• [Prompt]
Please print every record that follows, keeping each one exactly as it is.

[Point localization data]
-.-.-
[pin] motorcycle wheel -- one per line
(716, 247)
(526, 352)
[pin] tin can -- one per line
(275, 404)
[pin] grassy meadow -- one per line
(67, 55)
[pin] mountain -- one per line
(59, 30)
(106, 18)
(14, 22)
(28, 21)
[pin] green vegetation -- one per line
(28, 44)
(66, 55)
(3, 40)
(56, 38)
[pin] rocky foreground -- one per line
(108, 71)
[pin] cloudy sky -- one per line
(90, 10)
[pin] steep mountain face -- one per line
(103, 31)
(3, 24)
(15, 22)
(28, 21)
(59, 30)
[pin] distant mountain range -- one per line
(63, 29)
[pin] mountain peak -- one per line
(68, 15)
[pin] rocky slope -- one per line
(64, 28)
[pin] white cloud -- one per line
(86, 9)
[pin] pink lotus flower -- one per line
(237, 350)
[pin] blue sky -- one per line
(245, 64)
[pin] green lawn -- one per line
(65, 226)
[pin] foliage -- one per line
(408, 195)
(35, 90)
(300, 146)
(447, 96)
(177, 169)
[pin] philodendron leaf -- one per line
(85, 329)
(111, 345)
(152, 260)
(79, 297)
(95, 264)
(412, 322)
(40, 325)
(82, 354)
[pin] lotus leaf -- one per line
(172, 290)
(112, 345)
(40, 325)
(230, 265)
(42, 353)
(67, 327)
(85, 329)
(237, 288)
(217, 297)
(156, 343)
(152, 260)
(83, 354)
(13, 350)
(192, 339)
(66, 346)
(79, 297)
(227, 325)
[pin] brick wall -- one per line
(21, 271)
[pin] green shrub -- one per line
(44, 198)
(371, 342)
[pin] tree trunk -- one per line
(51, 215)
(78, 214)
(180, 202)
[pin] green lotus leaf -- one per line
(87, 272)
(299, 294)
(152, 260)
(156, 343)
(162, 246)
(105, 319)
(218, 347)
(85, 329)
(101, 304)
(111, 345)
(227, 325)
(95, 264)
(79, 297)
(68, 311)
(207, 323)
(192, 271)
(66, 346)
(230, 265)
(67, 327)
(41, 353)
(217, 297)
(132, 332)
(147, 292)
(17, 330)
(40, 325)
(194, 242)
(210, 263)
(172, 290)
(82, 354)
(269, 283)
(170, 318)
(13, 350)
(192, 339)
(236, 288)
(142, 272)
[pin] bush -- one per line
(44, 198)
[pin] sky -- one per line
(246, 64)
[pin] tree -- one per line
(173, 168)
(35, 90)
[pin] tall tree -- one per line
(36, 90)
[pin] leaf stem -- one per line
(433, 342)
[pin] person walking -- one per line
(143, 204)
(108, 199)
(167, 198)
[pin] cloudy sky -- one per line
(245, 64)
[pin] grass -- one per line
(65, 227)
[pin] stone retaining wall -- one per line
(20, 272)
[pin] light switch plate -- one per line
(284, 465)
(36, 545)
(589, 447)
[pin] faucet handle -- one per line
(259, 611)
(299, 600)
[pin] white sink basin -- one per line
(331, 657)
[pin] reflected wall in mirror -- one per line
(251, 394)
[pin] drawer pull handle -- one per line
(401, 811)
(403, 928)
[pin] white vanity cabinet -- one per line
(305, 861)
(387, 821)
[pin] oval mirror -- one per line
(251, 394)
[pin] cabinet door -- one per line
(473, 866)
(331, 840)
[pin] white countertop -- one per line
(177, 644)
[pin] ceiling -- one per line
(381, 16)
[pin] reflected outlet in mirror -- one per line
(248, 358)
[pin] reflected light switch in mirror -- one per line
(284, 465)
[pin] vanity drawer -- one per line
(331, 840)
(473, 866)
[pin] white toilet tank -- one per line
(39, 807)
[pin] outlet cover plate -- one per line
-.-.-
• [Written response]
[pin] motorcycle wheel -- one per line
(716, 247)
(526, 352)
[pin] tin can -- one per line
(275, 404)
[pin] grassy meadow -- one per line
(67, 55)
[pin] mountain -- one per line
(59, 30)
(106, 18)
(14, 22)
(28, 21)
[pin] green vegetation -- one per line
(28, 44)
(66, 55)
(3, 40)
(56, 38)
[pin] rocky foreground -- one per line
(108, 71)
[pin] cloudy sky -- one per line
(90, 10)
[pin] steep mountain face -- one per line
(103, 31)
(3, 24)
(15, 22)
(28, 21)
(59, 30)
[pin] distant mountain range -- one per line
(63, 29)
[pin] mountain peak -- one per line
(68, 15)
[pin] rocky slope -- one per line
(64, 28)
[pin] white cloud -- one per line
(86, 9)
[pin] pink lotus flower -- one per line
(237, 350)
[pin] blue sky -- one per line
(245, 64)
[pin] green lawn -- one per line
(65, 226)
[pin] foliage -- one per line
(408, 195)
(35, 90)
(300, 146)
(447, 96)
(177, 169)
[pin] philodendron leaf -- one per line
(85, 329)
(111, 345)
(152, 260)
(79, 297)
(95, 264)
(412, 322)
(40, 325)
(82, 354)
[pin] lotus leaf -- one per line
(172, 290)
(112, 345)
(40, 325)
(230, 265)
(42, 353)
(67, 327)
(85, 329)
(237, 288)
(217, 297)
(156, 343)
(152, 260)
(83, 354)
(13, 350)
(192, 339)
(66, 346)
(79, 297)
(227, 325)
[pin] brick wall -- one per line
(21, 271)
[pin] green shrub -- one per line
(44, 198)
(371, 342)
[pin] tree trunk -- one per line
(51, 215)
(78, 214)
(180, 202)
[pin] green lotus leaf -- one per line
(87, 272)
(299, 294)
(152, 260)
(156, 343)
(162, 246)
(105, 319)
(218, 347)
(85, 329)
(101, 304)
(111, 345)
(227, 325)
(95, 264)
(79, 297)
(68, 311)
(207, 323)
(192, 271)
(66, 346)
(230, 265)
(67, 327)
(41, 353)
(217, 297)
(132, 332)
(147, 292)
(17, 330)
(40, 325)
(194, 242)
(210, 263)
(172, 290)
(82, 354)
(269, 283)
(170, 318)
(13, 350)
(192, 339)
(236, 288)
(142, 272)
[pin] bush -- one per line
(44, 198)
[pin] sky -- one per line
(246, 64)
[pin] tree -- one per line
(173, 168)
(35, 90)
[pin] tall tree -- one per line
(36, 90)
[pin] leaf stem -- one per line
(433, 342)
[pin] person walking -- one per line
(143, 204)
(108, 199)
(167, 198)
[pin] cloudy sky -- one per line
(245, 64)
[pin] grass -- one per line
(65, 227)
[pin] stone retaining wall -- one per line
(20, 272)
[pin] light switch plate -- one per line
(284, 465)
(36, 545)
(589, 447)
[pin] faucet handle -- one per line
(259, 611)
(299, 600)
[pin] white sink basin -- one per line
(331, 657)
[pin] reflected wall in mirror -- one per line
(251, 394)
[pin] drawer pull handle -- one per line
(401, 811)
(403, 928)
[pin] white vanity cabinet -- one per line
(305, 861)
(387, 821)
[pin] oval mirror -- one per line
(251, 394)
[pin] cabinet door -- one per line
(473, 866)
(331, 840)
[pin] white countertop -- one per line
(177, 644)
[pin] ceiling -- one per line
(381, 16)
[pin] reflected outlet in mirror -- one per line
(248, 358)
[pin] reflected light switch in mirror -- one per line
(284, 465)
[pin] vanity drawer -- one per line
(331, 840)
(473, 866)
[pin] white toilet tank -- one per line
(39, 807)
[pin] outlet cover plate -- one per line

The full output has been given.